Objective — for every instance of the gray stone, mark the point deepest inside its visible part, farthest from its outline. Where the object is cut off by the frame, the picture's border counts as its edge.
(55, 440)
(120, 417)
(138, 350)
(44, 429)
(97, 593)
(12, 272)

■ Aim of the task: Rewrite the records above as a numbered list, omitting any blank lines.

■ Task output:
1. Objective — for every instance of the gray stone, mark the point deepest inside its visible part, farthest from its outline. Where the object is cut off by the frame, the picture's border counts as its edge.
2. (55, 440)
3. (120, 417)
4. (138, 350)
5. (44, 429)
6. (97, 593)
7. (12, 272)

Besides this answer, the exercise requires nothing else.